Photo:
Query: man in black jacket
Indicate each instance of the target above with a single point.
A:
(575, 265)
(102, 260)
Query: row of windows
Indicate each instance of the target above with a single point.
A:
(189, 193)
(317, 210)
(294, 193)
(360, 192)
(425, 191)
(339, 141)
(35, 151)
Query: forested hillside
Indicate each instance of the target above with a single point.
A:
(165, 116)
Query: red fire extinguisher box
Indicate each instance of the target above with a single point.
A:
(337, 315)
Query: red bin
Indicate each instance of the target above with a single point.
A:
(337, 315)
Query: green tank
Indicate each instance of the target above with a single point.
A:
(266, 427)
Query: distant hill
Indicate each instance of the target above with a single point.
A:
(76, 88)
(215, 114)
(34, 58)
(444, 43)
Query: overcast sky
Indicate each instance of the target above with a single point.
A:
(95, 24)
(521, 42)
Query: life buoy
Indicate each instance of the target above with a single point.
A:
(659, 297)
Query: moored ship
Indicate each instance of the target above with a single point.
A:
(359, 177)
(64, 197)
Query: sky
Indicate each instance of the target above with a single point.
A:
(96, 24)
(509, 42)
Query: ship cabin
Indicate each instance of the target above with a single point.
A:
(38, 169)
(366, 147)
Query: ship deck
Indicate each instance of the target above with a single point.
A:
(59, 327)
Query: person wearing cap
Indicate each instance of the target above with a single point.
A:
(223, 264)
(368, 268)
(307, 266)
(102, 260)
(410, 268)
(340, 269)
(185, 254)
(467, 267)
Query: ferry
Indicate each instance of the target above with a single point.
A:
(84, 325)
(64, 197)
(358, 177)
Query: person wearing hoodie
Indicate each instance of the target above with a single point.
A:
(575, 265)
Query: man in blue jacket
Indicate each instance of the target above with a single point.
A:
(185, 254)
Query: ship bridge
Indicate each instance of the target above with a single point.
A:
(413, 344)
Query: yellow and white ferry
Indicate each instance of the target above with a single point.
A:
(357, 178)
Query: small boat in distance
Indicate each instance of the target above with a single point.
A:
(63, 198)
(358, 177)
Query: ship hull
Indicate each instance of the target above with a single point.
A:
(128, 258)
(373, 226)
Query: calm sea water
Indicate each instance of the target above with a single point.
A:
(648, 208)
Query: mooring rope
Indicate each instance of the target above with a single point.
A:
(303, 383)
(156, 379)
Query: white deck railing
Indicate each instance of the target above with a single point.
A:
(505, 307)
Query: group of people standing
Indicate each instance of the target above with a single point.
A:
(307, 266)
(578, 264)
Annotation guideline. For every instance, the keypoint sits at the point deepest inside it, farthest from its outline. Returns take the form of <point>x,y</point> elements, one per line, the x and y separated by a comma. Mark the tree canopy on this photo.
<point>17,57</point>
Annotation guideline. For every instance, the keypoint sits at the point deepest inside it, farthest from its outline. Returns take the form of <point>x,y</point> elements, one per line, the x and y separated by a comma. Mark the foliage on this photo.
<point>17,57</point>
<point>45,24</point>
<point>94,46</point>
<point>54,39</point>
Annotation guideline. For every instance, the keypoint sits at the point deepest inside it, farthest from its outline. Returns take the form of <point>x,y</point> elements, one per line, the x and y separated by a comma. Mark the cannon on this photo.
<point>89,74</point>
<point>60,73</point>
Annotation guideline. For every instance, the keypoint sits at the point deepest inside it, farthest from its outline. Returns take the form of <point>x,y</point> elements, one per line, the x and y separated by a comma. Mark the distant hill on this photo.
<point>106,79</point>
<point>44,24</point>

◆ ◆ ◆ ◆

◆ Task goal: Reproduce the lines above unchanged, starting with the line that contains "foliage on this photo." and ending with the last line.

◆ The completed task:
Annotation guideline. For every instance, the keypoint sits at the point deepest inside it, farthest from its outline. Returns take the form of <point>x,y</point> elements, one per line, the x and y separated by a comma. Mark the foliage on this photo.
<point>17,57</point>
<point>45,24</point>
<point>94,46</point>
<point>54,39</point>
Annotation guideline. For every instance, the keypoint sits at the point deepest inside it, farthest from its outline. Returns take the form of <point>x,y</point> elements, one per line, the x and y separated by a comma. Mark the cannon on this photo.
<point>89,74</point>
<point>60,73</point>
Annotation guideline. For every instance, the keypoint sits at the point deepest inside it, farthest from its outline. Returns take the form of <point>x,y</point> elements, one per line, the x and y separated by a comma. Mark the distant hill on this photo.
<point>106,79</point>
<point>44,24</point>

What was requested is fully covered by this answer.